#### What needs to be done
Copy out the data word for word. The images are not part of the copy.

#### Material to process
►

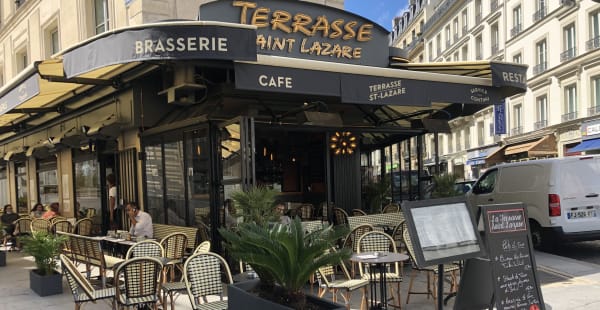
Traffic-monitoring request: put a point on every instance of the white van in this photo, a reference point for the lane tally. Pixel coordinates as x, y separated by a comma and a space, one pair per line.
562, 196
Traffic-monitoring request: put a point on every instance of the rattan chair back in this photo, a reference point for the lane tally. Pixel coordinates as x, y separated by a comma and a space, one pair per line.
83, 227
146, 248
203, 277
137, 281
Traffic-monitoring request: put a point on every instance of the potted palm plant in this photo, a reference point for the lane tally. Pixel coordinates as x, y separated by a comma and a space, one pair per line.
284, 257
44, 247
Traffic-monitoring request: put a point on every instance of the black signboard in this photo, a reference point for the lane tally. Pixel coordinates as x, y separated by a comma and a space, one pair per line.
286, 80
441, 230
515, 280
301, 29
177, 40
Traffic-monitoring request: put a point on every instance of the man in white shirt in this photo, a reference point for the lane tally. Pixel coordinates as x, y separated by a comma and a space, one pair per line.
141, 222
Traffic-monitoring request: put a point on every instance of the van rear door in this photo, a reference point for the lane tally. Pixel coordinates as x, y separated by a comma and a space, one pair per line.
578, 183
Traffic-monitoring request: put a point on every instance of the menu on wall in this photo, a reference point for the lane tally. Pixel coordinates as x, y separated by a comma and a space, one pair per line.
515, 282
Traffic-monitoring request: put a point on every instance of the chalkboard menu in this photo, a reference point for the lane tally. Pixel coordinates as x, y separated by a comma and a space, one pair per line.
515, 281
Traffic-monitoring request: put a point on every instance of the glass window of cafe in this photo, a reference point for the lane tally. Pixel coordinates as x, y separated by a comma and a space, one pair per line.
176, 172
87, 185
47, 180
4, 197
21, 187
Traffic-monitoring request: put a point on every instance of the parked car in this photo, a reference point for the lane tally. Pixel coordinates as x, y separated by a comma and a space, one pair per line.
562, 196
464, 186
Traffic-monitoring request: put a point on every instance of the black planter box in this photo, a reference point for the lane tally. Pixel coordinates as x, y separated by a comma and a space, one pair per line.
239, 298
45, 285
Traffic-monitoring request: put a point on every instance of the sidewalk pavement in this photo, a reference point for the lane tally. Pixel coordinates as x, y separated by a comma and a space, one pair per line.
566, 284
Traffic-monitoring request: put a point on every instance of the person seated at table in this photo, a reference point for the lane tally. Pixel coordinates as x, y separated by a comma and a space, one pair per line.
37, 211
141, 222
52, 211
8, 219
280, 209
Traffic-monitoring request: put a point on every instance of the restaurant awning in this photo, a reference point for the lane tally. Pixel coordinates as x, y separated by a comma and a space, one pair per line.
586, 145
543, 147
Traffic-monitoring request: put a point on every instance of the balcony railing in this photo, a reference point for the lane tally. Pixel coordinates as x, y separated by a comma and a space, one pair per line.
539, 14
594, 110
569, 116
495, 49
568, 54
516, 30
516, 131
493, 5
539, 68
540, 124
593, 43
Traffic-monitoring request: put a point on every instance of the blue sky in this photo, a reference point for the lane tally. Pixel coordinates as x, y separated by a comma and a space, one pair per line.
380, 11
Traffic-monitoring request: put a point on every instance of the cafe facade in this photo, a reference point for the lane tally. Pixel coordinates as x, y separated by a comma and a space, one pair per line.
306, 99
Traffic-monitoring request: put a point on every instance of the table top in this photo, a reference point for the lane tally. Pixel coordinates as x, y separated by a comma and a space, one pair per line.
379, 258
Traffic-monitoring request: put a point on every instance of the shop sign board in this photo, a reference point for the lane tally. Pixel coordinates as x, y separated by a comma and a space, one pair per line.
178, 41
301, 29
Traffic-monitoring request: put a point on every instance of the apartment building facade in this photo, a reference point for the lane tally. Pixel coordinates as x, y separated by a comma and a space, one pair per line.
557, 39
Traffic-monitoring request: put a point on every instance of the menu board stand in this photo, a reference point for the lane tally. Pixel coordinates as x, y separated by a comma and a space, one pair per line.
442, 231
514, 284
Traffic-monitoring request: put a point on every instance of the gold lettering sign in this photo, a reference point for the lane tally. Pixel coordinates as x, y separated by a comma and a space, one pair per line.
319, 31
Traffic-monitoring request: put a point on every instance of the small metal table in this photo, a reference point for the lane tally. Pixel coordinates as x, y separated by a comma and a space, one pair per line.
378, 261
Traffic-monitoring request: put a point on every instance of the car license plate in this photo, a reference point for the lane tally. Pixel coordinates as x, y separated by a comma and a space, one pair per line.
581, 214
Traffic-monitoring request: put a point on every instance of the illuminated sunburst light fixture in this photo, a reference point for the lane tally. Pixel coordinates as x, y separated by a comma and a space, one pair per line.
342, 143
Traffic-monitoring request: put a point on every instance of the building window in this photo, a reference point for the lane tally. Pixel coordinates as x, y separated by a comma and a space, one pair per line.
21, 187
517, 21
101, 18
21, 59
495, 35
570, 48
478, 48
594, 41
47, 181
517, 120
542, 112
540, 10
541, 57
570, 103
595, 108
465, 20
518, 58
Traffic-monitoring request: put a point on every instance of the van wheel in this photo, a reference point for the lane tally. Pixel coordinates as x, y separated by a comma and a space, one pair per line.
539, 238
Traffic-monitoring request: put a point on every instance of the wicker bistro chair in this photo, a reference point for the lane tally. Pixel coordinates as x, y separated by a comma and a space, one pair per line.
61, 226
340, 217
174, 245
376, 241
142, 278
146, 248
432, 273
82, 289
351, 242
329, 281
358, 212
83, 227
203, 247
40, 225
202, 276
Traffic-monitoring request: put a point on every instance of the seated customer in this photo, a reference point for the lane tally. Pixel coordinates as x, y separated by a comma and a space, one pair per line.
141, 222
52, 211
37, 211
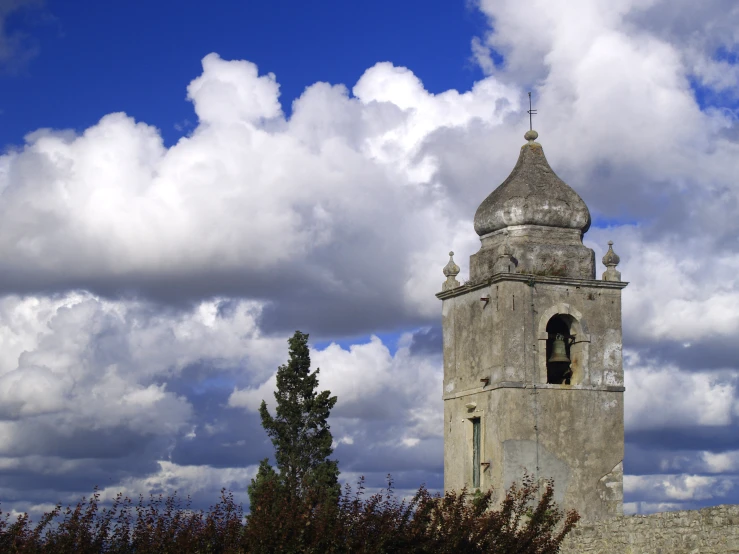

◄

#### Task answer
Traffic-monitoring request: put a point on every instance of the white van in this photo, a reference point for the lane tally. Pixel coordinates as x, y separated by a comma and a space, one pair per line.
562, 196
Traffic-monitoring request: put a point on every instance of the rattan chair back in this photo, a reference point for the lane tally. Pixel coordinates as x, y separated by a comma and a space, one pair per line.
83, 227
146, 248
203, 277
137, 281
Traffic-monitoring request: put a point on every instance of the potted palm plant in this photo, a reference point for the lane tally. Pixel coordinates as x, y separated by a comma and a space, one pair per line.
284, 257
44, 247
Traffic-monitoring request: put a point on every instance of the black signboard in this photo, a reference point for the lane tally. Pixel coordinates as x, y separated by a comma and a space, one pair per line.
286, 80
441, 230
515, 280
301, 29
177, 40
Traffic-monitoring request: put a point on every instance of the man in white shirt in this photo, a reference point for the lane tally. Pixel coordinates as x, y separated by a comma and a space, one pair per line.
141, 222
Traffic-monitoring request: put a point on every instance of the van rear door in this photo, a reference point for the lane tally. Pixel coordinates as x, y separated by a comma and a space, one pair per line.
578, 183
Traffic-monitoring request: put a point on every instance of the menu on wall in this photo, a reference point for the lane tally. Pixel coordinates as x, y separated by a comma and a space, one pair per line.
515, 282
Traffic-monitoring request: put a point on every instance of the chalkboard menu in this photo, a reference point for the lane tally. Pixel coordinates as x, y separated by a comma and a space, one pair per line.
515, 281
Traffic-monitoring request: put a point on every instance of the glass window of cafe in this photo, a reference point for the lane tally. Pixel coordinates as x, y separated by a comma and a space, one pair per line.
176, 172
87, 185
47, 180
4, 197
21, 187
Traffic-monitoring request: put a point on every instance of the parked car in this photo, a reference point for the lane tally. Pixel coordinates as x, y separated by a comma and a space, one pair per line.
562, 196
464, 186
Traffic-monitoring request: put a point on every instance of the black planter box in this photo, a reference point for the lane tally. Pixel coordinates as x, y separated by a comma and a space, one pair per line.
239, 298
45, 285
Traffic-monitoring request: put a point on every instance of the sidewalk pavement in this photo, a reference point for the lane tally. Pixel coordinates as x, y separated by a comma and a space, one pair per line.
566, 284
Traffic-monitoring request: put a point on every instance of the person seated at table in this photo, a reference point for the lane tally. Pixel coordinates as x, y separated by a comma and a space, one pair per line.
37, 211
141, 222
52, 211
8, 219
280, 209
Traffic-monitoring request: put a point on every instance of the restaurant awning in this photo, a reference point for the lane tally. Pixel coordinates as x, y separated by a comma and a space, one pair per line.
586, 145
543, 147
Traffic-monitoring request: put a point on every instance of the balcony railing in this photo, a reference point for the lane tally. Pixel coordinates as x, y separated by a comma and a space, one pair per line.
539, 14
594, 110
569, 116
495, 49
568, 54
516, 30
516, 131
493, 5
539, 68
540, 124
593, 43
Traffic-monitoring request: put a point on every instance of the blue sky in this photo, a reference point for the lane tally. Pixel coordinates as x, y separated by a comma and a space, one pair per line.
380, 11
Traffic-monitoring request: put a point on every instance of the cafe facade in this photo, a reference point for the lane tally. Pixel coordinates as x, y separated by a comma and a space, one pair per line.
306, 99
Traffic-monitoring request: put a point on every instance of the table top in this photo, a reference point for the lane tally. Pixel coordinates as x, y separated by a comma and a space, one pair per line.
379, 258
Traffic-monitoring request: put a point on every instance of the shop sign board in this photo, a reference point for the lane tally. Pixel coordinates as x, y separated by a comma and a space, one pair per line.
178, 41
301, 29
Traffic-monitoring request: put a point on every instance of the apartment building facade in this photo, a reference point for the lane tally. Pixel coordinates as x, y separated by a comma and a space, one pair per line.
557, 39
Traffic-monitoring request: put a point on every instance of the menu board stand in this photo, a reference point for the lane tally. Pixel coordinates as x, y separated by a comma and a space, one pair per line.
442, 231
514, 284
Traffic-monitoring request: put a point on every instance of the gold lettering sign in this photo, a reference point for the lane tally. Pixel coordinates as x, y separated by a comma and a space, one pair per line.
319, 31
Traffic-monitoring request: put a point on every instance of the small metal table in this photo, a reference point for the lane tally. Pixel coordinates as x, y separated by a comma and a space, one pair per line.
378, 261
Traffic-monitoring request: put a point on every instance of the car license plate in this photo, a reference point for the lane tally. Pixel coordinates as x, y separated by a comma and a space, one pair per line.
581, 214
Traffic-monitoring request: put a point on every instance of the illuminated sunburst light fixture in this photo, a reference point for the lane tally. Pixel coordinates as x, y separated by a comma and a space, one pair per line.
342, 143
Traffic-monitoring request: put a point on every instance of the building window in this photo, a reference point for the lane tally. Pixel coordinates as x, y separated by a comma and a space, one pair per line.
21, 187
517, 21
101, 18
21, 59
495, 35
570, 48
478, 48
594, 41
47, 181
517, 120
542, 112
540, 10
541, 57
570, 103
595, 108
465, 20
518, 58
Traffic-monitoring request: put a point on every instance of the van wheel in this photo, a reference point for the lane tally. Pixel coordinates as x, y separated by a comma and a space, one pair per line.
539, 238
Traffic-monitoring request: put a point on every instance of the wicker bistro chair in this photo, a reference point for the lane tally. Pixel coordinates as x, y separated by a comma and a space, one pair per line.
61, 226
340, 217
174, 245
376, 241
142, 278
146, 248
432, 273
82, 289
351, 242
329, 281
358, 212
83, 227
203, 247
40, 225
202, 276
Traffic-monitoring request: put a point on every instance of the seated customer in this photo, a reference point for the lane tally. Pixel coordinates as x, y separated by a comma and a space, one pair per line.
141, 222
52, 211
37, 211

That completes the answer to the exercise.